» INPUT:
● ● ●

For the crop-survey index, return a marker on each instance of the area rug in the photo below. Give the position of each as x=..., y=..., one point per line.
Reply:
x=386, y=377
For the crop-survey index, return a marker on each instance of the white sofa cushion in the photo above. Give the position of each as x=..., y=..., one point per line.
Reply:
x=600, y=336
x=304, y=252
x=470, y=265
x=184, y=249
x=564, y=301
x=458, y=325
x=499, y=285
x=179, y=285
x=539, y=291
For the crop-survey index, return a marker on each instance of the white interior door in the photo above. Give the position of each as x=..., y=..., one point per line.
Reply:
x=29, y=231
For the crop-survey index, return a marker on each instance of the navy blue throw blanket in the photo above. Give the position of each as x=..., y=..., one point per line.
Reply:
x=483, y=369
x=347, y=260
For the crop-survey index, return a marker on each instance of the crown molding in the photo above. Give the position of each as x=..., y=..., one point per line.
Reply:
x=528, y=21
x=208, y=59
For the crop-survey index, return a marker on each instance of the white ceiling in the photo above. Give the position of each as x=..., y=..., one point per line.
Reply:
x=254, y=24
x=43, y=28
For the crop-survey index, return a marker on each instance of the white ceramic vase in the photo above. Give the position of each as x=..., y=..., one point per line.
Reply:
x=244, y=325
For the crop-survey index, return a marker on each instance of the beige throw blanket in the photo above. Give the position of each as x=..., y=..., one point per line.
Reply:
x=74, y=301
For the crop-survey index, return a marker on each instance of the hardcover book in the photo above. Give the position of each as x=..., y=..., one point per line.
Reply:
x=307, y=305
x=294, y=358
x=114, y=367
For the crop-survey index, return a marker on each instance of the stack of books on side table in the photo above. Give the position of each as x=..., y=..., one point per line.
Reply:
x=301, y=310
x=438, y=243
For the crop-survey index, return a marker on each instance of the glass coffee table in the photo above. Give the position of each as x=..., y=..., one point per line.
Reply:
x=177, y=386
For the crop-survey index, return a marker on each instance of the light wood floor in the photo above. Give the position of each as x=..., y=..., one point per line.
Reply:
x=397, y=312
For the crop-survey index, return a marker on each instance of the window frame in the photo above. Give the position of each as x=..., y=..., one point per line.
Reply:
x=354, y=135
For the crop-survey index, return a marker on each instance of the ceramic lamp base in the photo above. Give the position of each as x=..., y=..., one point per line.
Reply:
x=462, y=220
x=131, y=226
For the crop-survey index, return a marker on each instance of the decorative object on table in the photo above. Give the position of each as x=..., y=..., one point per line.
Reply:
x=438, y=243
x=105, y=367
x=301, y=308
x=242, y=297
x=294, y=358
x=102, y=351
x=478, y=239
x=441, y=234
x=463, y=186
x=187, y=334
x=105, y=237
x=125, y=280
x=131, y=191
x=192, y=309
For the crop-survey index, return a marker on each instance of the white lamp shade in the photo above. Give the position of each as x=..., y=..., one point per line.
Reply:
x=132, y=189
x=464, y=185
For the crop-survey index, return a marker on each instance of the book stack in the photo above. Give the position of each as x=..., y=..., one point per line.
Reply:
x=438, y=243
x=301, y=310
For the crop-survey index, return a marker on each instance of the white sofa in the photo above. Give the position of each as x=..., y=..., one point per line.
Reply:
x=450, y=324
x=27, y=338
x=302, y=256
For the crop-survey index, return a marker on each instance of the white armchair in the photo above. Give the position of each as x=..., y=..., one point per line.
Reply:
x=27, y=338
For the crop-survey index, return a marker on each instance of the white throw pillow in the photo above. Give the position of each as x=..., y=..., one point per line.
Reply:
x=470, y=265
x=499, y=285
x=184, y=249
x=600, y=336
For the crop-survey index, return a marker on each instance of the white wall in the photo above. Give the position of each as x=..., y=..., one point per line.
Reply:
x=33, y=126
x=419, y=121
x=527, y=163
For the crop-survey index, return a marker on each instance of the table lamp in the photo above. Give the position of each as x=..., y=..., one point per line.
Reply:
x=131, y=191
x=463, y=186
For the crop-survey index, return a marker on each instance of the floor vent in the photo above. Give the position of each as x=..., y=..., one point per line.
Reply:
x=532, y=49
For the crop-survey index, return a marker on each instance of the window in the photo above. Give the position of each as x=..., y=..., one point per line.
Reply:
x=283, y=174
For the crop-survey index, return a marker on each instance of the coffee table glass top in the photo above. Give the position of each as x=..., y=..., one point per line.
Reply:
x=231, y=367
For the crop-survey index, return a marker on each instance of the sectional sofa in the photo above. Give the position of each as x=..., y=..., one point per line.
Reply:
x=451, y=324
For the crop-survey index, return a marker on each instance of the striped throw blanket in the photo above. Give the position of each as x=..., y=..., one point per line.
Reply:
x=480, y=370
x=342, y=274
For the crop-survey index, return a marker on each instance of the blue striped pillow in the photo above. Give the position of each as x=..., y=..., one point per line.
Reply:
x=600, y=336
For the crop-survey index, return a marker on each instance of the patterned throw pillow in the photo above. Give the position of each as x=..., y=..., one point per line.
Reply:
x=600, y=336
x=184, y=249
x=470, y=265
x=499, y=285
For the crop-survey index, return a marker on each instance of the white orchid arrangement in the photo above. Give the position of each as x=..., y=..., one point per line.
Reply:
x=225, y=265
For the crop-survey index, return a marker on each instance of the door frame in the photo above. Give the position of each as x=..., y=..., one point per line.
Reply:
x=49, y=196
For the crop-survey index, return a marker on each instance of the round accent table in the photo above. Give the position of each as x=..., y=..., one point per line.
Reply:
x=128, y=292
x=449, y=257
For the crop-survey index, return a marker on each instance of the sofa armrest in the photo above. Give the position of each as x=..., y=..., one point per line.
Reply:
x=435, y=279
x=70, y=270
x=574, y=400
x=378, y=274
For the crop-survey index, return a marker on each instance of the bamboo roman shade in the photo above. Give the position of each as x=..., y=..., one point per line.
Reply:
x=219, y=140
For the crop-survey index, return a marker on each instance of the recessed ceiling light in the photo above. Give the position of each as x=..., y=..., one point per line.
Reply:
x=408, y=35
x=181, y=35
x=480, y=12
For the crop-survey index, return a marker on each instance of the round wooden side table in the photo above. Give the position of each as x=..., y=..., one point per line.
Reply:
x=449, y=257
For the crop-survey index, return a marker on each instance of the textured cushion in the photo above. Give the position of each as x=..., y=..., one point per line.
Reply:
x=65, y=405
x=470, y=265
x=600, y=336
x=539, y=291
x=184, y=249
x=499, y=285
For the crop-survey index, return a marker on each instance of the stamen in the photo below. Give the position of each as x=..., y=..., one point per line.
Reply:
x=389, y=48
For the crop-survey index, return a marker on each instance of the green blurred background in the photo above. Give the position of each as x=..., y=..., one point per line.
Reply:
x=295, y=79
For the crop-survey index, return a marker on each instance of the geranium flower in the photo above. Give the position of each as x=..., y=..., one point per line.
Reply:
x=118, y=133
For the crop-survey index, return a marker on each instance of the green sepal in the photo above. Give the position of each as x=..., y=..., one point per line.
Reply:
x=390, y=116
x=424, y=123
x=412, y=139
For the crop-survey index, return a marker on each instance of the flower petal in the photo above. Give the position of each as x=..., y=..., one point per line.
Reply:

● ● ●

Recast every one of the lines above as a Markdown table with two columns, Row and Entry. Give each row its number and leave out blank lines.

| Row | Entry |
|---|---|
| 1 | For the crop-survey index, return a marker on each instance of the area rug in the photo below. Give the position of each as x=..., y=..., one point per line. |
| 2 | Reply: |
| 3 | x=386, y=377 |
| 4 | For the crop-survey index, return a marker on each instance of the white sofa cushion in the photo above. Give the position of each as x=..., y=..., one point per line. |
| 5 | Reply: |
| 6 | x=600, y=336 |
| 7 | x=304, y=252 |
| 8 | x=470, y=265 |
| 9 | x=184, y=249 |
| 10 | x=564, y=301 |
| 11 | x=458, y=325 |
| 12 | x=499, y=285 |
| 13 | x=179, y=285 |
| 14 | x=539, y=291 |
| 15 | For the crop-survey index, return a marker on each instance of the white interior door in the photo above. Give the position of each as x=..., y=..., one point per line. |
| 16 | Reply: |
| 17 | x=29, y=231 |
| 18 | For the crop-survey index, return a marker on each instance of the navy blue throw blanket in the photo above. Give the position of each as x=..., y=..., one point per line. |
| 19 | Reply: |
| 20 | x=483, y=369 |
| 21 | x=347, y=260 |
| 22 | For the crop-survey index, return a marker on each instance of the crown molding in the photo above. Give the position of each as x=..., y=..., one point per line. |
| 23 | Reply: |
| 24 | x=528, y=21 |
| 25 | x=208, y=59 |
| 26 | For the crop-survey index, return a marker on each instance of the white ceiling in the photo above. Give the position of each as x=..., y=..., one point per line. |
| 27 | Reply: |
| 28 | x=254, y=24 |
| 29 | x=43, y=28 |
| 30 | For the crop-survey index, return a marker on each instance of the white ceramic vase in the photo above. Give the position of each as x=..., y=..., one point per line. |
| 31 | Reply: |
| 32 | x=244, y=325 |
| 33 | For the crop-survey index, return a marker on each instance of the beige throw blanket in the photo above. Give the position of each as x=..., y=..., one point per line. |
| 34 | Reply: |
| 35 | x=74, y=301 |
| 36 | For the crop-survey index, return a marker on each instance of the hardcover book in the photo above. Give the position of each as x=..., y=..., one point per line. |
| 37 | Reply: |
| 38 | x=307, y=305 |
| 39 | x=294, y=358 |
| 40 | x=114, y=367 |
| 41 | For the crop-survey index, return a marker on each instance of the stack of books on side table in the photo above. Give the position of each as x=..., y=..., one point per line. |
| 42 | Reply: |
| 43 | x=301, y=310 |
| 44 | x=438, y=243 |
| 45 | For the crop-survey index, return a marker on each instance of the glass coffee table in the photo above. Give the position of each as x=..., y=..., one point per line. |
| 46 | Reply: |
| 47 | x=177, y=386 |
| 48 | For the crop-survey index, return a marker on each instance of the light wood floor in the photo above. Give the position of each as x=..., y=..., one point per line. |
| 49 | Reply: |
| 50 | x=397, y=312 |
| 51 | For the crop-survey index, return a marker on each instance of the window frame in the photo above. Give the position of each as x=..., y=..., one point per line. |
| 52 | Reply: |
| 53 | x=354, y=135 |
| 54 | For the crop-survey index, return a marker on each instance of the ceramic lamp base in the photo above. Give the position of each as x=..., y=..., one point per line. |
| 55 | Reply: |
| 56 | x=462, y=220 |
| 57 | x=131, y=226 |
| 58 | For the crop-survey index, return a marker on each instance of the decorative object on table in the photo above. Give the position of each as x=..., y=..., one point per line. |
| 59 | Reply: |
| 60 | x=438, y=243 |
| 61 | x=105, y=367 |
| 62 | x=301, y=308 |
| 63 | x=242, y=297 |
| 64 | x=294, y=358 |
| 65 | x=102, y=351 |
| 66 | x=478, y=239 |
| 67 | x=441, y=234 |
| 68 | x=463, y=186 |
| 69 | x=187, y=334 |
| 70 | x=105, y=237 |
| 71 | x=125, y=280 |
| 72 | x=131, y=191 |
| 73 | x=192, y=309 |
| 74 | For the crop-survey index, return a marker on each instance of the white lamp shade in the photo above. Give the position of each as x=..., y=..., one point per line. |
| 75 | Reply: |
| 76 | x=132, y=189 |
| 77 | x=464, y=185 |
| 78 | For the crop-survey index, return a marker on each instance of the book stack in the photo above. Give the position of each as x=..., y=..., one point per line. |
| 79 | Reply: |
| 80 | x=438, y=243 |
| 81 | x=301, y=310 |
| 82 | For the crop-survey index, return a marker on each instance of the white sofa in the photo above. Give the position of each as x=..., y=..., one point per line. |
| 83 | Reply: |
| 84 | x=450, y=324 |
| 85 | x=27, y=338 |
| 86 | x=302, y=256 |
| 87 | For the crop-survey index, return a marker on each instance of the white armchair in the photo above. Give the position of each as x=..., y=..., one point per line. |
| 88 | Reply: |
| 89 | x=27, y=338 |
| 90 | For the crop-survey index, return a marker on each instance of the white throw pillow in the photo above. Give the position of each as x=..., y=..., one point per line. |
| 91 | Reply: |
| 92 | x=470, y=265 |
| 93 | x=499, y=285 |
| 94 | x=184, y=249 |
| 95 | x=600, y=336 |
| 96 | For the crop-survey index, return a marker on each instance of the white wall in the photo above. Give the position of each as x=..., y=..., one point per line. |
| 97 | Reply: |
| 98 | x=33, y=126 |
| 99 | x=419, y=121 |
| 100 | x=527, y=163 |
| 101 | For the crop-survey index, return a marker on each instance of the table lamp in the photo above. Give the position of each as x=..., y=..., one point per line. |
| 102 | Reply: |
| 103 | x=131, y=191 |
| 104 | x=463, y=186 |
| 105 | For the crop-survey index, return a marker on each instance of the floor vent in the photo above. Give the position of each as x=..., y=..., one point per line. |
| 106 | Reply: |
| 107 | x=532, y=49 |
| 108 | For the crop-survey index, return a marker on each instance of the window in the photo above. Give the position of each as x=..., y=..., one point per line. |
| 109 | Reply: |
| 110 | x=283, y=174 |
| 111 | For the crop-survey index, return a marker on each instance of the coffee table glass top in the photo above. Give the position of each as x=..., y=..., one point per line. |
| 112 | Reply: |
| 113 | x=231, y=367 |
| 114 | For the crop-survey index, return a marker on each instance of the sectional sofa in the photo above. Give the position of each as x=..., y=..., one point per line. |
| 115 | Reply: |
| 116 | x=451, y=324 |
| 117 | For the crop-survey index, return a marker on each instance of the striped throw blanket in the photo above. Give the position of each as x=..., y=..., one point per line. |
| 118 | Reply: |
| 119 | x=480, y=370 |
| 120 | x=342, y=274 |
| 121 | For the crop-survey index, return a marker on each instance of the blue striped pillow in the photo above. Give the position of each as x=..., y=..., one point per line. |
| 122 | Reply: |
| 123 | x=600, y=336 |
| 124 | For the crop-survey index, return a marker on each instance of the patterned throw pillow in the photo above. Give the position of each as x=..., y=..., one point per line. |
| 125 | Reply: |
| 126 | x=600, y=336 |
| 127 | x=184, y=249 |
| 128 | x=470, y=265 |
| 129 | x=499, y=285 |
| 130 | For the crop-survey index, return a marker on each instance of the white orchid arrangement in the photo above. Give the position of each as x=..., y=..., one point per line. |
| 131 | Reply: |
| 132 | x=225, y=265 |
| 133 | For the crop-survey index, return a marker on each instance of the door frame in the photo above. Give the position of each as x=..., y=..., one point per line. |
| 134 | Reply: |
| 135 | x=49, y=196 |
| 136 | For the crop-survey index, return a marker on each instance of the round accent table in the photo above. Give the position of each as x=..., y=..., one point per line. |
| 137 | Reply: |
| 138 | x=128, y=292 |
| 139 | x=449, y=257 |
| 140 | For the crop-survey index, return a marker on each instance of the sofa armrest in the photo above. Give the position of each as x=..., y=..., one point per line. |
| 141 | Reply: |
| 142 | x=435, y=279 |
| 143 | x=70, y=270 |
| 144 | x=574, y=400 |
| 145 | x=378, y=274 |
| 146 | For the crop-survey index, return a marker on each instance of the bamboo roman shade in the photo above. Give the position of each as x=..., y=..., one point per line. |
| 147 | Reply: |
| 148 | x=219, y=140 |
| 149 | For the crop-survey index, return a marker on each instance of the recessed ceiling light in the photo above. Give the position of each as x=..., y=..., one point per line. |
| 150 | Reply: |
| 151 | x=408, y=35 |
| 152 | x=181, y=35 |
| 153 | x=480, y=12 |
| 154 | For the crop-survey index, return a marker on each instance of the round wooden side table in the photo above. Give the position of each as x=..., y=..., one point per line. |
| 155 | Reply: |
| 156 | x=449, y=257 |
| 157 | For the crop-survey index, return a marker on each instance of the textured cushion in the photo above. Give the position of each as x=..., y=..., one point per line. |
| 158 | Reply: |
| 159 | x=65, y=405 |
| 160 | x=470, y=265 |
| 161 | x=600, y=336 |
| 162 | x=539, y=291 |
| 163 | x=184, y=249 |
| 164 | x=499, y=285 |
| 165 | For the crop-survey index, return a marker on each instance of the stamen in the photo below. Give the position of each as x=..., y=..., one point per line. |
| 166 | Reply: |
| 167 | x=389, y=48 |
| 168 | For the crop-survey index, return a marker on each instance of the green blurred background in the photo above. Give the position of each as x=..., y=..., one point per line. |
| 169 | Reply: |
| 170 | x=295, y=79 |
| 171 | For the crop-survey index, return a marker on each instance of the geranium flower in the photo above. Give the position of each as x=..., y=..., one point per line. |
| 172 | Reply: |
| 173 | x=118, y=133 |
| 174 | For the crop-survey index, return a marker on each instance of the green sepal in the photo above. Give the position of each as x=..., y=..., one point per line. |
| 175 | Reply: |
| 176 | x=390, y=116 |
| 177 | x=424, y=123 |
| 178 | x=412, y=139 |
| 179 | For the crop-survey index, return a marker on each instance of the flower petal in the photo above. Give the position of each as x=..., y=..., one point per line. |
| 180 | Reply: |